Trecho do texto →

Em qual palavra impermeável
Posso amarrar hoje
Meu pescoço
Pra não afundar nesse charco?
Âncora – Jeane Hanauer em Cronópio Godot
No dia 31 de dezembro conversava eu com o grande poeta e compositor Salgado Maranhão sobre a penúria dos poetas brasileiros. Os bons e os remediados. Se for verdade que quase todo brasileiro é um técnico de futebol, pode-se afirmar, também, que cada brasileiro é um poeta nato. Ou assim pensa que é.
Essa nação de poetas seria maravilhosa se o ego poético da esmagadora maioria não atrapalhasse o trâmite natural da poesia: os poetas que acham que sabem versejar, invariavelmente nunca leem seus pares, ímpares ou afins. Mal leem bula de remédio. E quando o milagre acontece de se ler outro poeta, é para se usar como espelho, nunca por prazer ou lazer. Comprar um livro? Nunca, jamais, em tempo algum! São adeptos do “eu só me basto e fim de papo” e a vida continua.
Coincidentemente, na semana seguinte, noutra conversa com o poeta piauiense Cineas Santos sobre o sucesso que Salgado Maranhão está fazendo nos Estados Unidos, com agenda cheia para palestrar nas universidades de lá, e ele, o Cineas, reclamou de como era difícil se vender livro de poesia no Brasil justamente “porque os poetas tupiniquins não gostam de ler outros”, disse ele. Acrescentou, indignado: “Uma então amiga, poetisa, veio me dizer que não lia outros poetas porque ela só se bastava”. Ele não me disse, mas, pela indignação, há de se supor que ela perdeu um grande leitor.
Esta semana recebi o último livro da poetisa paranaense Jeane Hanauer, “um ótimo livro por sinal”, disse a minha musa e também poetisa Edna Lopes, que leu “Cronópio Godot” em uma só talagada. No prefácio deste livro, o escritor paulista Pedro Bandeira puxa o mesmo assunto logo no primeiro parágrafo:
“Em minhas andanças, muito fazedor de verso me procura, desalentado, cansado de insistir, ansiando pela orientação de um veterano que lhe aponte algum caminho por onde seus versos possam penetrar a sensibilidade do “outro”. Pobre guia dos turistas da alma sou eu, que jamais pude levar pela mão um artista para fora do labirinto de seu isolamento! E eu perguntava quantas vezes ele mesmo, o poeta solitário, tinha entrado em uma livraria em busca de livros de poetas novos? Ou até mesmo dos velhos!? (...)”
O meu irmão mais velho Antonio Torres, hoje um romancista traduzido quase no mundo inteiro, sonhava em ser poeta quando conheceu Castro Alves. Para sua sorte, a minha mãe descobriu seus poemas debaixo do colchão, espalhou pela vizinhança e a ignorância arcaica de nossos tios refreou a veia poética do meu irmão. Mais tarde, em Alagoinhas, um professor deu o tiro de misericórdia, que foi a sua salvação: “Vá fazer prosa, seu Antonio. O senhor é muito ruim de verso”. Grande e sábio professor! Privou-nos de um poeta chifrin e deu ao mundo um grande escritor. Por isso que dizem que os anjos falam pela boca dos professores.

(Registros de anotação de coordenadas)
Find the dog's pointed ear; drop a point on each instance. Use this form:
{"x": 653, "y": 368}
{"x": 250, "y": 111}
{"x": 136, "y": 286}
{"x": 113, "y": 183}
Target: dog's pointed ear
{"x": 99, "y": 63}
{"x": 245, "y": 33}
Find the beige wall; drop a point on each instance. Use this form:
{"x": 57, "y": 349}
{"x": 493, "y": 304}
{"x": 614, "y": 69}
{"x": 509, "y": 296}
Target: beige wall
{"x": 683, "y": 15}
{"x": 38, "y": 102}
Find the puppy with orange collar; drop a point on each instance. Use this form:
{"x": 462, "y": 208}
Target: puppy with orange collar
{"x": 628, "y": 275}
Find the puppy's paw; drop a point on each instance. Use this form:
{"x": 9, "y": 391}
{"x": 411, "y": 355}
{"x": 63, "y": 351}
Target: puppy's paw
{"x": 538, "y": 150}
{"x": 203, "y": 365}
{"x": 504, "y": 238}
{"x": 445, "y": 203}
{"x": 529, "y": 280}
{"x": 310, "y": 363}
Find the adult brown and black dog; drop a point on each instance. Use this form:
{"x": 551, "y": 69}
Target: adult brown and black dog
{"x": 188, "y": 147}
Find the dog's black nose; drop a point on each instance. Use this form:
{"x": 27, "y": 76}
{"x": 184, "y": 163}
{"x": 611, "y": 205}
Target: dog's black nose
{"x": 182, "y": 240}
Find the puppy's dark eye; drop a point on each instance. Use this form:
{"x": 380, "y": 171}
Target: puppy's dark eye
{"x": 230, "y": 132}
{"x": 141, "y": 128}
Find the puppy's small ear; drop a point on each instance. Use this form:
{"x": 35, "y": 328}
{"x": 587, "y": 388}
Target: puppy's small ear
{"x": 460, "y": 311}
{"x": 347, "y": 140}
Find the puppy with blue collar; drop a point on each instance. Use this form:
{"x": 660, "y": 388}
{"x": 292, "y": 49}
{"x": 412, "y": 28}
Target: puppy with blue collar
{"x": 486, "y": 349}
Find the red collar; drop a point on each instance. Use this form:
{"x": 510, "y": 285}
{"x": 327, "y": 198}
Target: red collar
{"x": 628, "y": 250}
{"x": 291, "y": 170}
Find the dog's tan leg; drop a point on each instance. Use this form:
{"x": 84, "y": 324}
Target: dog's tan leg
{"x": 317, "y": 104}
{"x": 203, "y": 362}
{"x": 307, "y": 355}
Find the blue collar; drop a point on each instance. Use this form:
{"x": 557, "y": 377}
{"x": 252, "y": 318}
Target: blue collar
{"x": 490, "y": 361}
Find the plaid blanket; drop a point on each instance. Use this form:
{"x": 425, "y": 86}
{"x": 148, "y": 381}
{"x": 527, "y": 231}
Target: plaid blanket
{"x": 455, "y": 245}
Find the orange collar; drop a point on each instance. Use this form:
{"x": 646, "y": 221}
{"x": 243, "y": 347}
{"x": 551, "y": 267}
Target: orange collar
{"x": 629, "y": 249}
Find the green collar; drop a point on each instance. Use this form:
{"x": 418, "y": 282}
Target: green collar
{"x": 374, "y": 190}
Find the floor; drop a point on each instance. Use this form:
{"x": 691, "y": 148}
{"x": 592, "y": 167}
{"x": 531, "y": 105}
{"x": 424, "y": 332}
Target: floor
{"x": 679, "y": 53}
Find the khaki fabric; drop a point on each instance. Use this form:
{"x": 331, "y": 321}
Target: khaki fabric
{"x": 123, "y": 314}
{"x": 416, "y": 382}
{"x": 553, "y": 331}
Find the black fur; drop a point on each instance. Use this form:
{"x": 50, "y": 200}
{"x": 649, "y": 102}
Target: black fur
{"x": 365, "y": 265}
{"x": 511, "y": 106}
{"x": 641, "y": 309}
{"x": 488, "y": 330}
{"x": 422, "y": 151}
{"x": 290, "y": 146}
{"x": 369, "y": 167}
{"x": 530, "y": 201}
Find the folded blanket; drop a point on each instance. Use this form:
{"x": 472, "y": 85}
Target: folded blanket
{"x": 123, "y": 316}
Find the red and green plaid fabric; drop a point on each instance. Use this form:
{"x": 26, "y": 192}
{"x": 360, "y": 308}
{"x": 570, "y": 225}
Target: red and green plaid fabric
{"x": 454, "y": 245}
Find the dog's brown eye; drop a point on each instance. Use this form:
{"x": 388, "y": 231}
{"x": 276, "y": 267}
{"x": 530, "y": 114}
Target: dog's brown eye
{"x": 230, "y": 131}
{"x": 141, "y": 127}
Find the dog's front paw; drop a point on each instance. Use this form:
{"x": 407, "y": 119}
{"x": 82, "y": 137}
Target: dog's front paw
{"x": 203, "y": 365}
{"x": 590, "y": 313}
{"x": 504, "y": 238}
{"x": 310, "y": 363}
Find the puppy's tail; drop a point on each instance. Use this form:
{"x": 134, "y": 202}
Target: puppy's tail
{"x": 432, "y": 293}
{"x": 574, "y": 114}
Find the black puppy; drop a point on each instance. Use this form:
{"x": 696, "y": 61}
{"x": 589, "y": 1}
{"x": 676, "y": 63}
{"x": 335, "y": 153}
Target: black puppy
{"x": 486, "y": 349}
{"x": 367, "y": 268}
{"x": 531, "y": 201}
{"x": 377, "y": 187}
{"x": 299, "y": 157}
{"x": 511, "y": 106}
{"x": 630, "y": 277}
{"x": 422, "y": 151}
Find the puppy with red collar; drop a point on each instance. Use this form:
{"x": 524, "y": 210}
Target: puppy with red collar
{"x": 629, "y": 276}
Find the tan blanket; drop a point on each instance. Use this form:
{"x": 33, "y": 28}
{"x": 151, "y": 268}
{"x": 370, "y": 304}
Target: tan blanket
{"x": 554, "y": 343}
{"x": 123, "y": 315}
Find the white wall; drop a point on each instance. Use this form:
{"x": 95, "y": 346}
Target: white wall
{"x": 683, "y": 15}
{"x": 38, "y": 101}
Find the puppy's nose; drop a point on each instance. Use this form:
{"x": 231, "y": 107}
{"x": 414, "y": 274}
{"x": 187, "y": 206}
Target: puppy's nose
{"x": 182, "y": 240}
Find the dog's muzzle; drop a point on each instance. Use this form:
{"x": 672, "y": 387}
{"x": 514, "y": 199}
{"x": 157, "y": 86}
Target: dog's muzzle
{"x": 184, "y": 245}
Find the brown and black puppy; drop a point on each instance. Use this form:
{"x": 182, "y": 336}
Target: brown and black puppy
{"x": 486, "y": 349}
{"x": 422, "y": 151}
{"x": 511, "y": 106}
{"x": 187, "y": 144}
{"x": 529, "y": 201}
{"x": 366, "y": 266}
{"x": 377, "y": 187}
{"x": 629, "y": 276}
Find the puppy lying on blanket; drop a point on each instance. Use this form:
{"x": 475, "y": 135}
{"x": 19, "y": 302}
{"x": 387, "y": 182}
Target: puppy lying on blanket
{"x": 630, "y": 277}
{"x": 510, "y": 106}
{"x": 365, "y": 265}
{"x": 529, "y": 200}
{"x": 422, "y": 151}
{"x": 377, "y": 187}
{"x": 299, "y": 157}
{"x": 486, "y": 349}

O que se pede →
A) Segundo a crônica sobre os poetas que não leem, por que Cineas Santos considerava difícil vender livro de poesia no Brasil? Responda em uma a três frases.
B) Transcreva tudo na crônica sobre os poetas que não leem, desde "Em qual palavra" até "pensa que é.".
Os registros são um material independente da crônica.

Soluções propostas →
A) Para Cineas Santos, era difícil vender livro de poesia no Brasil porque os poetas brasileiros não gostam de ler outros poetas.

B)
Em qual palavra impermeável
Posso amarrar hoje
Meu pescoço
Pra não afundar nesse charco?
Âncora – Jeane Hanauer em Cronópio Godot
No dia 31 de dezembro conversava eu com o grande poeta e compositor Salgado Maranhão sobre a penúria dos poetas brasileiros. Os bons e os remediados. Se for verdade que quase todo brasileiro é um técnico de futebol, pode-se afirmar, também, que cada brasileiro é um poeta nato. Ou assim pensa que é.